**Given text:**
=== Section Start ===

Jen Kates, senior vice president at the Kaiser Family Foundation, said surveys suggest many states have reached their “outer edge” of vaccine enthusiasm while others, such as Massachusetts, are approaching it.
“Massachusetts may have the ability to vaccinate more people, but they will have to reach out to people now to make sure they come,” Kates said.
A Suffolk University/Boston Globe poll, released April 1, found that more than 78 percent of state residents surveyed had either been vaccinated or intended to get shots as soon as possible. Only 7.4 percent said they wouldn’t take the vaccine.
Some sites insist there has been no let-up in demand. At mass vaccination centers in Danvers, Dartmouth, and Springfield, “we’re seeing a very steady number of appointments, even now,” said Dean Shultis, senior vice president at Curative, the California company that operates the sites. The number of shots given in Dartmouth, its smallest site in the state, recently topped 1,000 a day and has stayed at that level, he said.
“There are places where we’ve been seeing a drop-off,” said Shultis, whose company operates other vaccination sites around the country, “but not in Massachusetts.”

=== Section End ===

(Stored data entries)
=== Section Start ===

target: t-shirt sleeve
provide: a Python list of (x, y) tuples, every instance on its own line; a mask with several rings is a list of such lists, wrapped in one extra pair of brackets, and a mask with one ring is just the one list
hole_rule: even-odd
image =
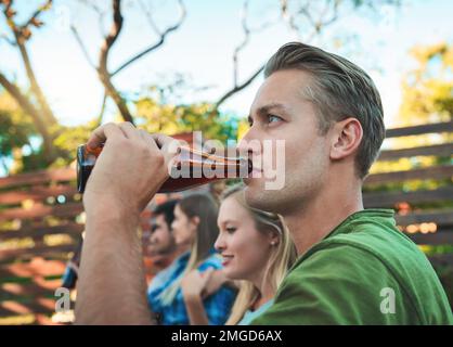
[[(396, 294), (392, 303), (386, 301), (392, 299), (386, 288)], [(251, 325), (391, 324), (397, 314), (407, 314), (406, 304), (383, 261), (365, 249), (334, 244), (294, 268), (274, 305)]]

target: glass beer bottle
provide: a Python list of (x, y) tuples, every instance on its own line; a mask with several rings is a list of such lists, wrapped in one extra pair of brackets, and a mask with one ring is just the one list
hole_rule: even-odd
[[(90, 149), (87, 144), (77, 149), (77, 190), (83, 193), (102, 146)], [(195, 188), (228, 178), (245, 178), (251, 172), (251, 160), (242, 157), (223, 157), (180, 146), (169, 168), (170, 177), (158, 193), (170, 193)]]

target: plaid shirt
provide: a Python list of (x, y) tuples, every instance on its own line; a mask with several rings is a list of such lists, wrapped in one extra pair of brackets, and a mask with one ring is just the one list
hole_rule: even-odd
[[(181, 288), (178, 290), (173, 301), (164, 305), (159, 300), (159, 295), (167, 290), (171, 283), (184, 271), (190, 253), (185, 253), (177, 258), (172, 265), (159, 272), (150, 284), (147, 299), (151, 309), (157, 316), (157, 320), (164, 325), (189, 325), (190, 320), (185, 309), (184, 298)], [(209, 268), (221, 269), (221, 260), (218, 254), (211, 254), (199, 266), (198, 271), (204, 272)], [(157, 283), (155, 282), (157, 281)], [(215, 294), (203, 300), (209, 324), (222, 325), (230, 316), (236, 293), (230, 287), (223, 286)]]

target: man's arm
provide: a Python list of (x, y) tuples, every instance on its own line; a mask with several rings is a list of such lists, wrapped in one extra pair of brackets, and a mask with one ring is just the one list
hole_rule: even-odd
[(168, 177), (170, 138), (152, 137), (131, 124), (98, 128), (88, 145), (105, 142), (83, 194), (86, 237), (76, 323), (150, 324), (139, 216)]

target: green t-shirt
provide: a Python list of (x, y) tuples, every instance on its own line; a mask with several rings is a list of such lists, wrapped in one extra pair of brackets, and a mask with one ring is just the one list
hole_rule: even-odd
[(365, 209), (296, 261), (274, 304), (251, 324), (453, 324), (453, 316), (435, 270), (396, 228), (393, 211)]

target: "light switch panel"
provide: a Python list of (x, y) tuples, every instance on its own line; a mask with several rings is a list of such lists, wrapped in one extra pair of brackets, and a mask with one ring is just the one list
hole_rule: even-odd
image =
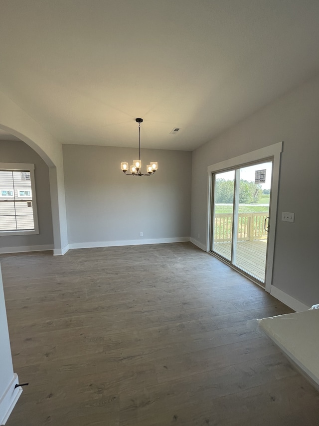
[(283, 212), (281, 220), (285, 222), (295, 222), (295, 213), (290, 212)]

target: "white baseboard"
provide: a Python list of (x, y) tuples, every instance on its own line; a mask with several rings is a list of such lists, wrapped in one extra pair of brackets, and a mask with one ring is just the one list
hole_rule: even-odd
[(296, 311), (296, 312), (307, 311), (311, 307), (310, 306), (307, 306), (307, 305), (303, 303), (302, 302), (297, 300), (297, 299), (295, 299), (282, 290), (274, 287), (274, 286), (271, 286), (270, 294), (273, 296), (274, 297), (278, 299), (278, 300), (282, 302), (283, 303), (287, 305), (287, 306), (291, 308), (292, 309)]
[(69, 245), (67, 244), (62, 249), (53, 249), (53, 256), (63, 256), (70, 248)]
[(16, 402), (22, 394), (22, 388), (14, 386), (18, 383), (17, 375), (13, 374), (13, 377), (0, 399), (0, 425), (5, 425), (9, 416), (14, 408)]
[(87, 243), (71, 243), (69, 249), (89, 249), (96, 247), (112, 247), (117, 246), (137, 246), (143, 244), (161, 244), (165, 243), (182, 243), (190, 240), (189, 237), (158, 238), (150, 240), (127, 240), (119, 241), (94, 241)]
[(53, 250), (53, 244), (42, 244), (38, 246), (20, 246), (18, 247), (0, 247), (0, 253), (23, 253)]
[(201, 250), (203, 250), (204, 252), (206, 252), (207, 251), (207, 247), (202, 243), (200, 243), (199, 241), (197, 241), (197, 240), (195, 240), (195, 238), (192, 238), (191, 237), (190, 242), (192, 243), (195, 246), (197, 246), (199, 248), (201, 249)]

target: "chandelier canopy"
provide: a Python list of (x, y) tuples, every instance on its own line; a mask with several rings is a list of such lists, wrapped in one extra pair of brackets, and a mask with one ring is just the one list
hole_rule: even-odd
[(135, 121), (139, 123), (139, 159), (134, 160), (133, 164), (130, 167), (130, 173), (127, 173), (129, 170), (129, 163), (124, 162), (121, 163), (121, 168), (127, 176), (151, 176), (154, 174), (158, 169), (158, 163), (156, 161), (151, 161), (146, 166), (146, 173), (142, 172), (142, 162), (141, 161), (141, 123), (143, 123), (143, 118), (136, 118)]

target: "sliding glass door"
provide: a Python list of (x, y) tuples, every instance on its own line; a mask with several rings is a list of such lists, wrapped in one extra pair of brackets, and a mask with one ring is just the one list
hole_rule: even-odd
[(272, 160), (213, 174), (211, 251), (265, 281)]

=== Section End ===

**Assignment:** From the passage on vaccine demand in Massachusetts, reproduce word for word the part starting with "Jen Kates, senior" and going on through "are approaching it.".

**Reply:**
Jen Kates, senior vice president at the Kaiser Family Foundation, said surveys suggest many states have reached their “outer edge” of vaccine enthusiasm while others, such as Massachusetts, are approaching it.